Extend the post below about fdisk reporting the wrong size for a faulty disk, continuing after its last side note.

◆ EXCERPTED PASSAGE:

________________________________________

Celeb Glow
general | March 31, 2026

fdisk reports a wrong disk size on a faulty disk

While trying to backup a faulty disk before attempting recovery, I find that its size is reported wrong. What can it mean?

My disk is supposed to be 3.0TB (~2.73 TiB), containing one single NTFS partition (and whatever windows adds when you ask for a single big partition)

dmesg reports (after USB insertion of the faulty disk):

[ 6802.040821] sd 14:0:0:0: Attached scsi generic sg4 type 0
[ 6802.040997] sd 14:0:0:0: [sde] 1565565872 512-byte logical blocks: (802 GB/747 GiB)
[ 6802.041467] sd 14:0:0:0: [sde] Write Protect is off
[ 6802.041473] sd 14:0:0:0: [sde] Mode Sense: 00 38 00 00

while fdisk -l reports

Disk /dev/sde: 746.5 GiB, 801569726464 bytes, 1565565872 sectors
Units: sectors of 1 * 512 = 512 bytes
Sector size (logical/physical): 512 bytes / 512 bytes
I/O size (minimum/optimal): 512 bytes / 512 bytes
Disklabel type: gpt
Disk identifier: BA3C953A-7F37-4DBA-864A-9B551DB94B48
Device Start End Sectors Size Type
/dev/sde1 34 262177 262144 128M Microsoft reserved
/dev/sde2 264192 5860530175 5860265984 2.7T Microsoft basic data

Clearly showing a partition bigger than the disk itself, which puzzles gparted

Also, mount --read-only -t ntfs /dev/sde1 fails with NTFS signature is missing

Question: what does it mean? Simply that something is wrong in the GPT? A hardware failure on 2/3 of the physical storage (like inaccessible surfaces/read heads)?

Side notes:

  • the failure occurred with a crash of windows chkdsk
  • the disk is a 3.5" HDD hosted in an external USB case (externally powered)

________________________________________

◆ GIVEN INFORMATION:
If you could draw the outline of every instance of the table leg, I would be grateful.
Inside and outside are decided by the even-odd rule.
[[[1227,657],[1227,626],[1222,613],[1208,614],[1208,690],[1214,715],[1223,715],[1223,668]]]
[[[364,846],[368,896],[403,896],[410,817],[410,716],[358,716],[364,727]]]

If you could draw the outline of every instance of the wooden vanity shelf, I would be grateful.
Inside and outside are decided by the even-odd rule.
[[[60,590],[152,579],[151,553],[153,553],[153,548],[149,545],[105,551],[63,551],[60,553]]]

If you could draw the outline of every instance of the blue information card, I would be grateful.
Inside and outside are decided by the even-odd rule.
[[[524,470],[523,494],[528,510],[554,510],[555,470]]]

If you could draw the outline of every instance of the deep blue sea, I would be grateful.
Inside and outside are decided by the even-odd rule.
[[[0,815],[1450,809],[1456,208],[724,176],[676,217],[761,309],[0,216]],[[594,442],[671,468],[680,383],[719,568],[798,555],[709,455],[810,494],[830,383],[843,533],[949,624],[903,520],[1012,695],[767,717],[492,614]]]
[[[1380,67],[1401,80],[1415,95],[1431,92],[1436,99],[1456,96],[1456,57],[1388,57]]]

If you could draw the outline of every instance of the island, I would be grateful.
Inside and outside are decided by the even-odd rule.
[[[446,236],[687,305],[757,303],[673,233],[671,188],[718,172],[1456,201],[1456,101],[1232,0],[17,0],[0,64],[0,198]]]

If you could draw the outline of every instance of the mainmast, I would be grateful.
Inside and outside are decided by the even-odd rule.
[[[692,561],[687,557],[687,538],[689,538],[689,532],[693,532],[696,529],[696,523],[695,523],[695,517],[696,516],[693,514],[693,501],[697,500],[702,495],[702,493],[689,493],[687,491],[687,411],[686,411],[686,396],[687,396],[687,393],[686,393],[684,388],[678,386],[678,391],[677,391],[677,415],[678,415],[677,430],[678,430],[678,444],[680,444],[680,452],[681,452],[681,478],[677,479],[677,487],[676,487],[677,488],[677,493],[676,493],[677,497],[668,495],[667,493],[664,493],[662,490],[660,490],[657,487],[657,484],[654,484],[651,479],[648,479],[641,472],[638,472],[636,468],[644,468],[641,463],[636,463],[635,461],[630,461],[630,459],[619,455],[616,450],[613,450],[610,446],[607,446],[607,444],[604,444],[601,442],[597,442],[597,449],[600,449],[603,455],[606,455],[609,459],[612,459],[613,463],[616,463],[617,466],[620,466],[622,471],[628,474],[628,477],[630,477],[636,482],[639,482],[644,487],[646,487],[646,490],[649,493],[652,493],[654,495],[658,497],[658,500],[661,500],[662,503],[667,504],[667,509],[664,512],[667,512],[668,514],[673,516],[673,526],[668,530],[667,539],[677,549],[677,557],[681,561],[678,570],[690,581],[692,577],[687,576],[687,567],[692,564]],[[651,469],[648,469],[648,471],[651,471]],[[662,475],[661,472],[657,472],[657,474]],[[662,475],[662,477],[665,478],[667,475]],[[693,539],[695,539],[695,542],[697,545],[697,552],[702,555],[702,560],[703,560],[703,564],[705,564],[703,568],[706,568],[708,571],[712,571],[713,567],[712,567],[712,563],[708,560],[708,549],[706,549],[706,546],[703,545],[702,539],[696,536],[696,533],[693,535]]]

________________________________________

◆ TASK RESULT:
1 Answer

In all probability, this is the source of your problem:

the disk is a 3.5" HDD hosted in an external USB case (externally powered)

External USB enclosures often impose 32-bit limitations on disk sector values. 2^32 sectors, times a 512-byte sector size, means that these enclosures can handle, at most, 2 TiB disks. Frequently, the symptom of using a disk bigger than this is that the disk size is reported as the disk's true size modulo 2 TiB -- that is, your 2.73 TiB disk is reported as 0.73 TiB. This is akin to an older car's odometer "rolling over" -- a car with a 5-digit odometer and 127,000 miles would show a value of "27,000 miles," since there's no sixth digit for the "1." Of course, new cars all support six digits in their odometers, just as newer disk interface methods (like SATA) support more than 32-bit sector addresses -- but most (maybe all) USB enclosures support just 32-bit sector addresses.

There are three solutions to your problem:

  • Use the disk internally, or as an eSATA (external SATA) disk. This will enable you to use its existing partition table and any data that was stored on the disk when it was partitioned and used internally to begin with. In theory, a USB enclosure that supports 64-bit sector addresses would work, too, but I don't know of any such enclosure.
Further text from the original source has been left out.